Challenge. Please render the lines of the records below, from the line containing "Exercise. Point out the asphalt" through the line containing "point(340, 503)", inclusive, as a Markdown table with the columns Row and Line, leaving out any blank lines.

Data extract.
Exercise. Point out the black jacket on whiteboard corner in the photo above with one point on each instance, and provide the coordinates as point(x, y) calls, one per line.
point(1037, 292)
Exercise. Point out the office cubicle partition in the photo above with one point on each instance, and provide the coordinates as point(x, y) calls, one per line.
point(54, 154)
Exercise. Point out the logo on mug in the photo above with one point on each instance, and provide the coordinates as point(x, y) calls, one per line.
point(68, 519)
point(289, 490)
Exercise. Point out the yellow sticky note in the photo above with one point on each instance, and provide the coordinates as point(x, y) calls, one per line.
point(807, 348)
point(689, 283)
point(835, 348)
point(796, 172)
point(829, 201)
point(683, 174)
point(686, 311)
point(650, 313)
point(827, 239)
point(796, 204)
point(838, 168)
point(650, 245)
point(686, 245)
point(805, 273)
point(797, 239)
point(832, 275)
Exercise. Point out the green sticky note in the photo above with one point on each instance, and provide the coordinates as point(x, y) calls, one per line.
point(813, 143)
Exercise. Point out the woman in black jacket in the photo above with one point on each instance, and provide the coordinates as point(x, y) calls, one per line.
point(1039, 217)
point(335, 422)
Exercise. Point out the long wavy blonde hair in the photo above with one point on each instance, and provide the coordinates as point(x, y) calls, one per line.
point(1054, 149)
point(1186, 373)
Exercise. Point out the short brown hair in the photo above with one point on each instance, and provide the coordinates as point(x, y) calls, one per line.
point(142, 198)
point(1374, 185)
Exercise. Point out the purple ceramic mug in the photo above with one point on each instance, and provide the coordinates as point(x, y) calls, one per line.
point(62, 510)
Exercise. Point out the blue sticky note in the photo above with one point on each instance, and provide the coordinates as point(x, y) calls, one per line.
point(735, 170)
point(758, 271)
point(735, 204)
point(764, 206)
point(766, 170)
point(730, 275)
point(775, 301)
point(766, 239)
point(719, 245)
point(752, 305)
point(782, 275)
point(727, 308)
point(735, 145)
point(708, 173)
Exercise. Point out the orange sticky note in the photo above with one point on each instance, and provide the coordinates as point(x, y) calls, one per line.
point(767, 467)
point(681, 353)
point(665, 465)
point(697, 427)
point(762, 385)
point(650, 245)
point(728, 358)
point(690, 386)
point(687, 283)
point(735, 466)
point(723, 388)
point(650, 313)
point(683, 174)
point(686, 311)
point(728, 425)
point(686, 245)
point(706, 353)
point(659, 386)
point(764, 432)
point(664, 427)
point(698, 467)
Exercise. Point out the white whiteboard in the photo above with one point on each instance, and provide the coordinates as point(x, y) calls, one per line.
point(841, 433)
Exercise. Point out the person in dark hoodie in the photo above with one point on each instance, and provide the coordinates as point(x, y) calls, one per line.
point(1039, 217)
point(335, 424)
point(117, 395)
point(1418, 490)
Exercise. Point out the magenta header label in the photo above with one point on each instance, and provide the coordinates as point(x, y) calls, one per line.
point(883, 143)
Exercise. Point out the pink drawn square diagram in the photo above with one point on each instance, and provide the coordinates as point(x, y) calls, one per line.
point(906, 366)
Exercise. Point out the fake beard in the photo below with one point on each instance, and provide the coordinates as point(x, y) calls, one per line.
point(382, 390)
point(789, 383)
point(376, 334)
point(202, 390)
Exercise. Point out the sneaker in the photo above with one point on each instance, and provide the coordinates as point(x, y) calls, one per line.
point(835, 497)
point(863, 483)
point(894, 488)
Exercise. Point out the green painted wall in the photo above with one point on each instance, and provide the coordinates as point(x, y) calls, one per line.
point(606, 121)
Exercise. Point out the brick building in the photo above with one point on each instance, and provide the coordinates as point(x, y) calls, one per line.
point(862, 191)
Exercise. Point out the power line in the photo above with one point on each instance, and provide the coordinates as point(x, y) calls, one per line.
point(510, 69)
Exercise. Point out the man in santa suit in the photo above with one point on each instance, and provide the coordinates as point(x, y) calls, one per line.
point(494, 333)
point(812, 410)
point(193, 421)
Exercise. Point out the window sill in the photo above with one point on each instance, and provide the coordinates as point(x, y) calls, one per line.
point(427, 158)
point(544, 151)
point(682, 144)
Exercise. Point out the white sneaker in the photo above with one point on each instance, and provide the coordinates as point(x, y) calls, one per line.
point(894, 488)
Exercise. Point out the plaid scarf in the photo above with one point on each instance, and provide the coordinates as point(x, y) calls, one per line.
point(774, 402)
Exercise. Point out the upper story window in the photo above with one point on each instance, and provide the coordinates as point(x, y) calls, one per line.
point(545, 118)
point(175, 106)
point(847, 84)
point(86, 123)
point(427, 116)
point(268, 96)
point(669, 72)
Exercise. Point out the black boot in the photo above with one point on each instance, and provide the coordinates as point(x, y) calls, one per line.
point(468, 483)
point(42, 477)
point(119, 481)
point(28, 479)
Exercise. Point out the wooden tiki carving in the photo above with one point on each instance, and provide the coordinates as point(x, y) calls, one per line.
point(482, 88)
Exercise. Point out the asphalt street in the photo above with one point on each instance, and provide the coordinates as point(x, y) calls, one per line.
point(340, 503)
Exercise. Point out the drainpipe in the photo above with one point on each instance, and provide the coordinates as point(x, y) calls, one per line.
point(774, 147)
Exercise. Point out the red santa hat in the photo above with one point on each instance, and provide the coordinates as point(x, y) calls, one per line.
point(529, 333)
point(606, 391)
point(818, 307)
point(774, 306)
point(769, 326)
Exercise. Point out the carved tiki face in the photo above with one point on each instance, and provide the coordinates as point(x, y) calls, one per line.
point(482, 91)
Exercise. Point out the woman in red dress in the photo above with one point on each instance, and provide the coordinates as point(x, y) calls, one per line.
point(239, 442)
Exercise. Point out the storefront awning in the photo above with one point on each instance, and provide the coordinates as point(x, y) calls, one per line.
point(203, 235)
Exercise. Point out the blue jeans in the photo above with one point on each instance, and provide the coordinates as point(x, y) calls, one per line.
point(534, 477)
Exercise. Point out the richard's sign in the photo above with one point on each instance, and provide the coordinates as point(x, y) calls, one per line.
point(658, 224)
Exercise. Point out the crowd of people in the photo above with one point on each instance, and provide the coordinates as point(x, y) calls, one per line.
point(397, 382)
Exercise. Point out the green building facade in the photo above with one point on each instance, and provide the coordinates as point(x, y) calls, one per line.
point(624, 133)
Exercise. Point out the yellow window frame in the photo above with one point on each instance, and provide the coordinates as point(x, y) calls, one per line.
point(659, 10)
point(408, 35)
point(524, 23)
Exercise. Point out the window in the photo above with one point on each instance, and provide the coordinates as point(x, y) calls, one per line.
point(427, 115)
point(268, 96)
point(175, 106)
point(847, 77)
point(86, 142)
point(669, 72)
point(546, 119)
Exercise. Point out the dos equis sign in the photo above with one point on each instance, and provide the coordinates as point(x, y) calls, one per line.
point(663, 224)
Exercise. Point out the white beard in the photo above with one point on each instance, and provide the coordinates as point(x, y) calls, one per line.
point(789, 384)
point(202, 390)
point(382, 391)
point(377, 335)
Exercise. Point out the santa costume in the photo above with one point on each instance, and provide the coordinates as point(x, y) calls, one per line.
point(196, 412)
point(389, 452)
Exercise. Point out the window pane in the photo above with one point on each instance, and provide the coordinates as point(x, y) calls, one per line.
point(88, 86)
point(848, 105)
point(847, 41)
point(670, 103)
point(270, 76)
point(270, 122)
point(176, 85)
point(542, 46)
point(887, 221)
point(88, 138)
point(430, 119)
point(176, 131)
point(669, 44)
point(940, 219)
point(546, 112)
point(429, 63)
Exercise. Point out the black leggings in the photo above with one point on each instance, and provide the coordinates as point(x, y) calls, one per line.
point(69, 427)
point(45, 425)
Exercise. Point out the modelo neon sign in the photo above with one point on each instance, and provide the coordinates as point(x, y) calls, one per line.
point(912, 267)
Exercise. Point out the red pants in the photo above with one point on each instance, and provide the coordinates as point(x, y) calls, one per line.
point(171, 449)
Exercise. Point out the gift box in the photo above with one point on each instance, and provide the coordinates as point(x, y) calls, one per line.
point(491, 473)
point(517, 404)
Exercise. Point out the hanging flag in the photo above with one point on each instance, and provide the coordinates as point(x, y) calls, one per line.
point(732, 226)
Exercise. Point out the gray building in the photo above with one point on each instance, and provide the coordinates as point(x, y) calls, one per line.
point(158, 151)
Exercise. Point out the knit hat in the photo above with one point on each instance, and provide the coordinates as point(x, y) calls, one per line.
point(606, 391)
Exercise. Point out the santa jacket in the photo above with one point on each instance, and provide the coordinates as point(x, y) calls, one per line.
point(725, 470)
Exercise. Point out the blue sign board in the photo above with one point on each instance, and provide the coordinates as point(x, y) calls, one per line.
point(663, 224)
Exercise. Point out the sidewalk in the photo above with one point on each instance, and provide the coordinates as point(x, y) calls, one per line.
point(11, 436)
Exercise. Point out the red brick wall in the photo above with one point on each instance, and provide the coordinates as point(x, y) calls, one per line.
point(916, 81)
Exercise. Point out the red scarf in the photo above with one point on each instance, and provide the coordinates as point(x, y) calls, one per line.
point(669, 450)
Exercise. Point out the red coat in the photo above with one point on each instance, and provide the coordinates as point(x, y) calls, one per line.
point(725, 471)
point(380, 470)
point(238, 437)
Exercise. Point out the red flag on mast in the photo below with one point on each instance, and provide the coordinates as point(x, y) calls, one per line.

Problem solution.
| Row | Line |
|---|---|
| 1 | Exercise. Point out the asphalt street in the photo above with one point on each instance, and provide the coordinates as point(x, y) calls, one per line. |
| 2 | point(340, 503) |